◆ Problems to work on:
1 – Retype the part of the jet ski passage that opens with the words containing "I don’t side" and closes with "of the fishermen.".
2 – In the jet ski passage, rewrite the paragraph beginning "I don't side with the guy on the jet ski" in fewer words, keeping its main facts.

◆ Extract:
The odd stuff surfaced a few days later, and culminated when a different legislative committee unanimously approved a bill that would increase the penalties imposed on anyone found guilty of harassing a commercial fishing activity.  That legislation arose out of an incident in which someone riding a jet ski, who apparently didn’t approve of the menhaden reduction fishery, harassed a purse seine crew last September.

I don’t side with the guy on the jet ski.  A spotter plane pilot caught him on camera, and there’s just no excuse for his actions.  The resultant video clearly shows the jet ski speeding in from open water toward two boats setting a purse seine, passing dangerously close to one of the net boats before cutting in front of it and into the closing circle of the net, before racing out, again dangerously close to the boats, as the two ends of the seine came together.  The jet skier clearly engaged in reckless behavior that could have easily injured, and perhaps killed, one or more of the fishermen.

◆ Data excerpts:
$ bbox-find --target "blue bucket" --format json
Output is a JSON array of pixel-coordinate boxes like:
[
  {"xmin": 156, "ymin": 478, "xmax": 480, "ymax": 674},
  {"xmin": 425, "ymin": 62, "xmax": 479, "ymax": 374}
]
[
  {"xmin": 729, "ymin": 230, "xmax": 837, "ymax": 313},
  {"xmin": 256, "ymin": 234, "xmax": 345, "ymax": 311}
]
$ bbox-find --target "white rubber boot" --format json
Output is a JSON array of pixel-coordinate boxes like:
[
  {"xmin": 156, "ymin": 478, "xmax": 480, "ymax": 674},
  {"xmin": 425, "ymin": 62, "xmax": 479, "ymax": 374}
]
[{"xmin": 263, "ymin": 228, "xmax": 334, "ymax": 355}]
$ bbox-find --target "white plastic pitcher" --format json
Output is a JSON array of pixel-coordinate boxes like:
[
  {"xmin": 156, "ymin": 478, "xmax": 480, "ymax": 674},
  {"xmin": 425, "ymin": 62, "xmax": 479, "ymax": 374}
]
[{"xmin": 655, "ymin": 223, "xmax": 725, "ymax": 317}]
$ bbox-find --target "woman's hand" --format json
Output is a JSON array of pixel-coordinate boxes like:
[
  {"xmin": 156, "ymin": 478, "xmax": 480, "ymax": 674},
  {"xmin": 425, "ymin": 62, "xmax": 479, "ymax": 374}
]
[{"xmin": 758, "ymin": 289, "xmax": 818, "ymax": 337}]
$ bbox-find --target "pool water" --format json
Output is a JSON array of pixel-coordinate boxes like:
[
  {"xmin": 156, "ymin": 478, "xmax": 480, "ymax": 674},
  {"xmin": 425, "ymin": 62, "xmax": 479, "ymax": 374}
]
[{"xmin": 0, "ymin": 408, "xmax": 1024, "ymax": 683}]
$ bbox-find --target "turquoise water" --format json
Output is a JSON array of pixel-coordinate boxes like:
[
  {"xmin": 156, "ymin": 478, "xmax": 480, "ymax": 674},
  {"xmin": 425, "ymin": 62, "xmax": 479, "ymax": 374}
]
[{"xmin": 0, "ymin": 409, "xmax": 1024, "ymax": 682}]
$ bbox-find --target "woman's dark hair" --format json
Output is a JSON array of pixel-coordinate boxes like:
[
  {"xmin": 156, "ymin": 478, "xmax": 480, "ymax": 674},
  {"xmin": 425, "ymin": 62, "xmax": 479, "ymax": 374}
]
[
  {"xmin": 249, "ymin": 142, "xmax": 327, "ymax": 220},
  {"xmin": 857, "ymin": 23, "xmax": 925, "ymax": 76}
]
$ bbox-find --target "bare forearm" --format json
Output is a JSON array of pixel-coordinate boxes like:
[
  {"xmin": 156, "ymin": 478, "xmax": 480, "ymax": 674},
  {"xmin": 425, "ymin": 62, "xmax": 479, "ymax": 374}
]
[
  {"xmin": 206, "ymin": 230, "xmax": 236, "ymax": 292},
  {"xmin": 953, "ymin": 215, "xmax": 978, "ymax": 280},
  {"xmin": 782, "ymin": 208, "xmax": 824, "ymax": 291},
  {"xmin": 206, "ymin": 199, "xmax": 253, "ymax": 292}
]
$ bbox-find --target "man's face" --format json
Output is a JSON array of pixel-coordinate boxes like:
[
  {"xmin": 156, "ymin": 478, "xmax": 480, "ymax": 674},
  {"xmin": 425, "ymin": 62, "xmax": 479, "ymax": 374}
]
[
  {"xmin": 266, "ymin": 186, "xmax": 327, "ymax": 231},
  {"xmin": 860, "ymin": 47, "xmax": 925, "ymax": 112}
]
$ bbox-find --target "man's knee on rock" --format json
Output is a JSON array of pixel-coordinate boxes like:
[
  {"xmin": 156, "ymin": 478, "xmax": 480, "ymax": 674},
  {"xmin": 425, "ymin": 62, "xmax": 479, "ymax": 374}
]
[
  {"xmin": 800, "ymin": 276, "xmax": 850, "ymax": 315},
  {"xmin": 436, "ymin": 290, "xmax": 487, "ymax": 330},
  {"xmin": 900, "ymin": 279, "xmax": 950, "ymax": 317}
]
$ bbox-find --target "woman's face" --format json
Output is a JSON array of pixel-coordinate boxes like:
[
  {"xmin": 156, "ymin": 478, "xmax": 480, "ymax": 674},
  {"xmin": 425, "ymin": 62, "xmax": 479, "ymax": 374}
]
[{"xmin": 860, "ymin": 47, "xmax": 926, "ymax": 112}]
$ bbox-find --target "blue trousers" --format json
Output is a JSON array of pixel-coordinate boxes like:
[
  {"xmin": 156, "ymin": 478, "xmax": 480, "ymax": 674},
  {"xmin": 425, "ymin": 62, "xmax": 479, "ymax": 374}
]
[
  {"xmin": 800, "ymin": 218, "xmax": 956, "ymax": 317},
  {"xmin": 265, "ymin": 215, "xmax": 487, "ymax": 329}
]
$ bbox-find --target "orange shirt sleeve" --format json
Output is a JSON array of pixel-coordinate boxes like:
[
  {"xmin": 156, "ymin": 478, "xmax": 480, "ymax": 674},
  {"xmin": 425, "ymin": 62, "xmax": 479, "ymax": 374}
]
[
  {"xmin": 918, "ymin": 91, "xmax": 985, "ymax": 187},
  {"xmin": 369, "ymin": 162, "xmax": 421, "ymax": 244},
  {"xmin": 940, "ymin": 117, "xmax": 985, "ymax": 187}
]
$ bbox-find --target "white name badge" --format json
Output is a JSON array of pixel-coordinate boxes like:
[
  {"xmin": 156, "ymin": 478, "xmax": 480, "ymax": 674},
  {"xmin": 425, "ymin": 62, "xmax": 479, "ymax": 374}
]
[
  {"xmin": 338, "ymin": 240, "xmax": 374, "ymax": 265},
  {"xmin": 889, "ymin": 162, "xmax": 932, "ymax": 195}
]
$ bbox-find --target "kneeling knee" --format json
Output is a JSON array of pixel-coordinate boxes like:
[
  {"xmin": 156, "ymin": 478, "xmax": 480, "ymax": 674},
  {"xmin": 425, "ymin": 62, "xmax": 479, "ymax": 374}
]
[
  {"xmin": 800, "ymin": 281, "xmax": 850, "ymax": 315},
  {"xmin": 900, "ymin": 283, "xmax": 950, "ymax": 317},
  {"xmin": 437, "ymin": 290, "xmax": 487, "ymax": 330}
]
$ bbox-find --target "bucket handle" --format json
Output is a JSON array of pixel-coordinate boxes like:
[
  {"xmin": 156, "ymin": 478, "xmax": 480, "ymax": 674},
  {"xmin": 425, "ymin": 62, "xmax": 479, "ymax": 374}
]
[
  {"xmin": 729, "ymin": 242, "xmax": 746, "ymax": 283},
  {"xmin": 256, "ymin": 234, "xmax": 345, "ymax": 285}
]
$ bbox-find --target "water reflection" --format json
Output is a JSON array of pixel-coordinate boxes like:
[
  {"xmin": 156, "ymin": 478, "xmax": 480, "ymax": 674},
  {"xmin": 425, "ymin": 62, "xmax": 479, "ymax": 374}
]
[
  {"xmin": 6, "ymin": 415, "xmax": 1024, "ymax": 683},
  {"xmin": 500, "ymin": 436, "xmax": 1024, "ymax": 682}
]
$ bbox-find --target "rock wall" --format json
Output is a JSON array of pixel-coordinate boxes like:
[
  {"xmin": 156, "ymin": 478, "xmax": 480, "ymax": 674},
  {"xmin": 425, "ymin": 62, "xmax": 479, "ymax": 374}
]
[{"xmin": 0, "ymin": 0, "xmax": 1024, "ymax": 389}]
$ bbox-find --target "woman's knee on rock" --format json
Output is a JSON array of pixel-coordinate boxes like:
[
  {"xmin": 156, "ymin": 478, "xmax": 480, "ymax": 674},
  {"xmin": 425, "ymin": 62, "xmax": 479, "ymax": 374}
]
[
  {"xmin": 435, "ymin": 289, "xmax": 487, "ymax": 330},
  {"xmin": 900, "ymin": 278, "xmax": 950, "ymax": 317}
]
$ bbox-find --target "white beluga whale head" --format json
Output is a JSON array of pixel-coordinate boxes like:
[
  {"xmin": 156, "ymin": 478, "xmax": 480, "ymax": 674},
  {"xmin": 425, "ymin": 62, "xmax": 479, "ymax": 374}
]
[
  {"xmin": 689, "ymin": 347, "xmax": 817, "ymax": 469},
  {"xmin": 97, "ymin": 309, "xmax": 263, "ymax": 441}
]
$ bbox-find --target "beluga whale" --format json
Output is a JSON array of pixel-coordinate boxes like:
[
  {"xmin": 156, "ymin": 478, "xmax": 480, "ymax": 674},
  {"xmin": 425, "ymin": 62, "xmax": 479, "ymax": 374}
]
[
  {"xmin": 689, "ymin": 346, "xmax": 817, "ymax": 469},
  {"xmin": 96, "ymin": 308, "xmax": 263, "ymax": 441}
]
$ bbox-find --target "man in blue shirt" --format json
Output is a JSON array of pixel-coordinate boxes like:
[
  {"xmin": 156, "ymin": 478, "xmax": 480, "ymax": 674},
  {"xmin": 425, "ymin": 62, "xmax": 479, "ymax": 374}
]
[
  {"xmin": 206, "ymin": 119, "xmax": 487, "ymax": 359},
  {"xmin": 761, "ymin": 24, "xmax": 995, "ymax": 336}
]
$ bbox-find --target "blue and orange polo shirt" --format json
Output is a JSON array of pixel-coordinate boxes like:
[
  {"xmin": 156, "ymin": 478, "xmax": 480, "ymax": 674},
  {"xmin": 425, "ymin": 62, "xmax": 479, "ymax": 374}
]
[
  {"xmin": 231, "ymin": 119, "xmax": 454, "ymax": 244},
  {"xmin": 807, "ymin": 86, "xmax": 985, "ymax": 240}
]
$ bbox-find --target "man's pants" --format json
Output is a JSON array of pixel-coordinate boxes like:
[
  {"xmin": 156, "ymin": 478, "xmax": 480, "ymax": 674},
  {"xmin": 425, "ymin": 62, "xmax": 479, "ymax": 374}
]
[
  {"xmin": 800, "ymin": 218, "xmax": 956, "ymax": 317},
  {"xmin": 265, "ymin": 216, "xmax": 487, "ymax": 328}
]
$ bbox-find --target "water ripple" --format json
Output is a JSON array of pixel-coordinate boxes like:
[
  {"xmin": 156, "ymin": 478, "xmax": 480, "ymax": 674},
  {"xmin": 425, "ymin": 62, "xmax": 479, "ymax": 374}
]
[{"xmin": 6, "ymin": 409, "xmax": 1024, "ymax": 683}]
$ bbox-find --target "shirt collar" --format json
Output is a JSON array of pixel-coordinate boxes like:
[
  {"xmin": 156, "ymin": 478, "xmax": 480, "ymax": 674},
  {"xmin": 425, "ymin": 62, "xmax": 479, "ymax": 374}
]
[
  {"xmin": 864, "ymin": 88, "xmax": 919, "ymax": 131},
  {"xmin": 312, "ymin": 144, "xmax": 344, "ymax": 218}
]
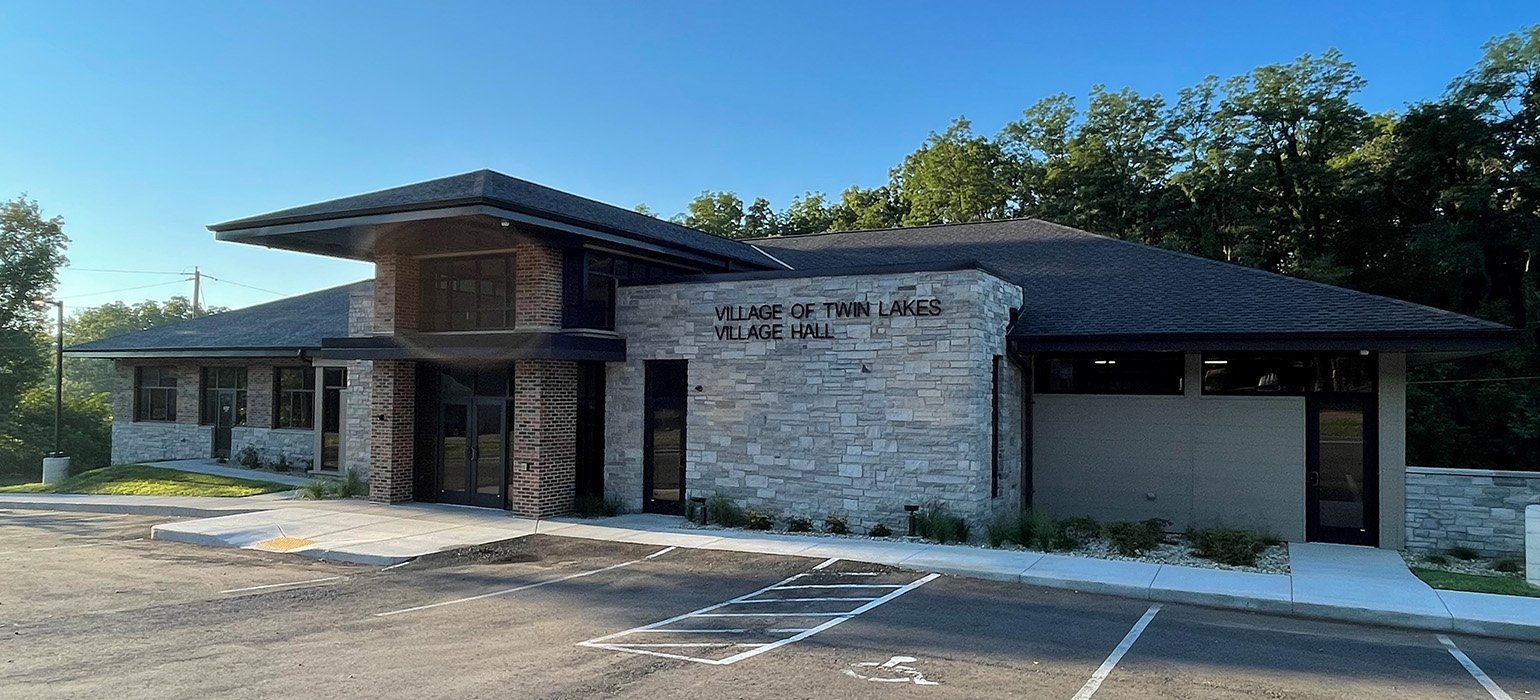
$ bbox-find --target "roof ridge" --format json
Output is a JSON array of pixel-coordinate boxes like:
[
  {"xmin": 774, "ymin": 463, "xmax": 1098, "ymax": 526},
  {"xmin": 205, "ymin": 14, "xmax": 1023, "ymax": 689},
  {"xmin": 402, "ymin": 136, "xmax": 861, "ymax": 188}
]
[
  {"xmin": 1035, "ymin": 218, "xmax": 1514, "ymax": 329},
  {"xmin": 728, "ymin": 217, "xmax": 1052, "ymax": 243}
]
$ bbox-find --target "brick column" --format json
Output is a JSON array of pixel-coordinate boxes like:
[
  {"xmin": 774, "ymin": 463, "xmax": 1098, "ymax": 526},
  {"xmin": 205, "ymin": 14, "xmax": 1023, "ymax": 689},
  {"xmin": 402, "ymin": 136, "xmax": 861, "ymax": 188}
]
[
  {"xmin": 374, "ymin": 252, "xmax": 422, "ymax": 335},
  {"xmin": 513, "ymin": 240, "xmax": 564, "ymax": 329},
  {"xmin": 370, "ymin": 360, "xmax": 417, "ymax": 503},
  {"xmin": 508, "ymin": 360, "xmax": 578, "ymax": 517}
]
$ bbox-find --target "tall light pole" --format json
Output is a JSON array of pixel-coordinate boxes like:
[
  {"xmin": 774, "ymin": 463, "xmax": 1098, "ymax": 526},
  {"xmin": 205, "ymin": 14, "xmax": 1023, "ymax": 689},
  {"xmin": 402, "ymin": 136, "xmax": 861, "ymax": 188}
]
[{"xmin": 34, "ymin": 298, "xmax": 69, "ymax": 483}]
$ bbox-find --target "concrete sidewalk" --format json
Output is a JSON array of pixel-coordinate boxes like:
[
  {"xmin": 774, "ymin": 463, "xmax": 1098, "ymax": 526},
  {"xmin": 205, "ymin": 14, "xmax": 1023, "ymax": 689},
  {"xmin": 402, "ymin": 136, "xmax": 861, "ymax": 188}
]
[{"xmin": 0, "ymin": 494, "xmax": 1540, "ymax": 640}]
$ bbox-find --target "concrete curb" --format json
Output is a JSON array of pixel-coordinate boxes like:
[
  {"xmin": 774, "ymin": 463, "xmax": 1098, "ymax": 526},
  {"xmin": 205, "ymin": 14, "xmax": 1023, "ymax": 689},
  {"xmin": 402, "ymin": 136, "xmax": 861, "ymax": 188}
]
[
  {"xmin": 12, "ymin": 498, "xmax": 1540, "ymax": 642},
  {"xmin": 0, "ymin": 500, "xmax": 257, "ymax": 518}
]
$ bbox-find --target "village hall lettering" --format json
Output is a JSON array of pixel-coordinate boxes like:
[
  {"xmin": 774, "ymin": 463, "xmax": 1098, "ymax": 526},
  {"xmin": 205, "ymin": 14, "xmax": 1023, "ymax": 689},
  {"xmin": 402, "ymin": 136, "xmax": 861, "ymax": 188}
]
[{"xmin": 716, "ymin": 297, "xmax": 941, "ymax": 340}]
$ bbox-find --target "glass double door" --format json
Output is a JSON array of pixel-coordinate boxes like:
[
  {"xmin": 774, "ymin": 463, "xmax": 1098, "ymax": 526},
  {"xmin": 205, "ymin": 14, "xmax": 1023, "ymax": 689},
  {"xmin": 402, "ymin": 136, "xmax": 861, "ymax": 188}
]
[{"xmin": 437, "ymin": 400, "xmax": 508, "ymax": 508}]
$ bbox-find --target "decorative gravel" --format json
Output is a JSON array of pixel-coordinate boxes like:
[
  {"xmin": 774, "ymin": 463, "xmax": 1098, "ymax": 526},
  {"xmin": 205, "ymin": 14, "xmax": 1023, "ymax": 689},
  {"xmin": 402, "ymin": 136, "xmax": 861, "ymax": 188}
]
[
  {"xmin": 1069, "ymin": 540, "xmax": 1289, "ymax": 574},
  {"xmin": 682, "ymin": 520, "xmax": 1289, "ymax": 574},
  {"xmin": 1401, "ymin": 551, "xmax": 1523, "ymax": 578}
]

◆ Answers to the exercises:
1 –
I don’t side with the guy on the jet ski.  A spotter plane pilot caught him on camera, and there’s just no excuse for his actions.  The resultant video clearly shows the jet ski speeding in from open water toward two boats setting a purse seine, passing dangerously close to one of the net boats before cutting in front of it and into the closing circle of the net, before racing out, again dangerously close to the boats, as the two ends of the seine came together.  The jet skier clearly engaged in reckless behavior that could have easily injured, and perhaps killed, one or more of the fishermen.

2 – The writer doesn't side with the jet skier, whose actions a spotter plane pilot caught on camera and for which there is no excuse. The video shows the jet ski speeding in from open water toward two boats setting a purse seine. It passes dangerously close to a net boat, cuts in front of it into the closing circle of the net, and races out, again dangerously close to the boats, as the seine's two ends come together. This reckless behavior could easily have injured or even killed one or more of the fishermen.